Texte fourni >>
╔══

A travers une série de réunions tenues entre les 12 et 22 novembre, quelque 80 enseignants-chercheurs syndiqués et non syndiqués de la Faculté de Lettres et Sciences Humaines de l’Université de Rouen ont développé une réflexion collective sur la LRU à laquelle ils sont en majorité hostiles, bien qu’ils soient mécontents du système actuel dans lequel ils évoluent et de leurs conditions d’exercice. Le besoin de réforme étant évident, ils dénoncent une loi écrite à la hâte, discutée entre happy few et votée en catimini. Afin d’ouvrir une véritable négociation avec toutes les parties concernées, ils ont avancé une plate-forme alternative aux principales mesures de la LRU.
1. Les présupposés idéologiques de la loi s’inscrivent dans la politique générale du gouvernement et dans la démarche de libéralisation des services d’enseignement au niveau européen, conformément aux impératifs formulés par l’OMC. Visant le démantèlement du service public d’État, cette politique à courte vue juge les acteurs sociaux uniquement à l’aune de leur supposée utilité économique et ne s’intéresse qu’à son équilibre budgétaire. Malgré la richesse et la puissance de notre pays, cette politique oublie notre civilisation et notre identité. Le savoir gratuit dispensé aujourd’hui assure l’avenir de la société de demain : les « humanités », lettres et sciences humaines (LSH) ne sont-elles pas qualifiées de filières « sans débouché » par N. Sarkozy ? Cette orientation est reflétée par la loi LRU, fondamentalement hostile aux LSH et plus généralement aux universités généralistes qui, au nom de la conception universaliste et gratuite du savoir qui est la nôtre, remplissent en province le rôle d’un service public pluridisciplinaire de proximité.

Pour pouvoir fournir aux étudiants des diplômes offrant des débouchés, nous leur apprenons d’abord à décrypter la société et le monde qui les environne pour mieux y négocier leur place dans la vie, place qui ne se résume pas à celle de producteur et de consommateur. Nous pouvons le faire parce que nous sommes des intellectuels investis dans la recherche : grâce à l’interaction constante entre recherche et enseignement, sans laquelle les avancées de la connaissance cesseraient d’irriguer l’enseignement à tous les niveaux, puisque nous avons la charge de la formation initiale des enseignants et d’une large partie des agents de la fonction publique. La production et la reproduction de l’identité citoyenne, préalable à tout apprentissage technique, est bien une mission de service public, et ne peut être que cela.

Or les nouvelles missions que la loi entend nous assigner (orientation et insertion professionnelles), tout comme l’introduction des financements et des contrats privés dans l’Université remettent en question notre utilité et notre fonction sociale en tant qu’enseignants-chercheurs, dans des disciplines « non productives » et « non concurrentielles ». Face à la loi qui prévoit l’apparition dans l’université des contrats de droit privé, nous réaffirmons la nécessité de la sauvegarde de notre statut de fonctionnaires.

╚══

Exercices >>
a - Indiquez si chacune de ces affirmations concorde avec le texte sur la LRU, en répondant par oui ou non et en citant mot pour mot les termes décisifs : (i) les réunions ont rassemblé environ 80 enseignants-chercheurs ; (ii) les enseignants-chercheurs se disent satisfaits du système actuel ; (iii) ils réclament le maintien de leur statut de fonctionnaires.
b - Renvoyez à l'identique le passage du texte sur la LRU qui va de "Pour pouvoir fournir" à "être que cela.".
c - D'après le texte sur la LRU, quelles nouvelles missions la loi entend-elle assigner aux enseignants-chercheurs ?

Lignes d'un jeu de données de pointage:
╔══

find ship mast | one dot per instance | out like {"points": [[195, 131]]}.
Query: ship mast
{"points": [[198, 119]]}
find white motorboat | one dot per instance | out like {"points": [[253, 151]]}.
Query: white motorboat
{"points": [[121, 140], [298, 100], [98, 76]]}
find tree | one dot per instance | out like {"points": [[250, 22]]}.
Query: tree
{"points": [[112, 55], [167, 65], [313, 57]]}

╚══

Corrigé détaillé >>
a -
(i) Oui : « quelque 80 enseignants-chercheurs syndiqués et non syndiqués ».
(ii) Non : « bien qu’ils soient mécontents du système actuel dans lequel ils évoluent ».
(iii) Oui : « nous réaffirmons la nécessité de la sauvegarde de notre statut de fonctionnaires ».

b -
Pour pouvoir fournir aux étudiants des diplômes offrant des débouchés, nous leur apprenons d’abord à décrypter la société et le monde qui les environne pour mieux y négocier leur place dans la vie, place qui ne se résume pas à celle de producteur et de consommateur. Nous pouvons le faire parce que nous sommes des intellectuels investis dans la recherche : grâce à l’interaction constante entre recherche et enseignement, sans laquelle les avancées de la connaissance cesseraient d’irriguer l’enseignement à tous les niveaux, puisque nous avons la charge de la formation initiale des enseignants et d’une large partie des agents de la fonction publique. La production et la reproduction de l’identité citoyenne, préalable à tout apprentissage technique, est bien une mission de service public, et ne peut être que cela.

c - L'orientation et l'insertion professionnelles.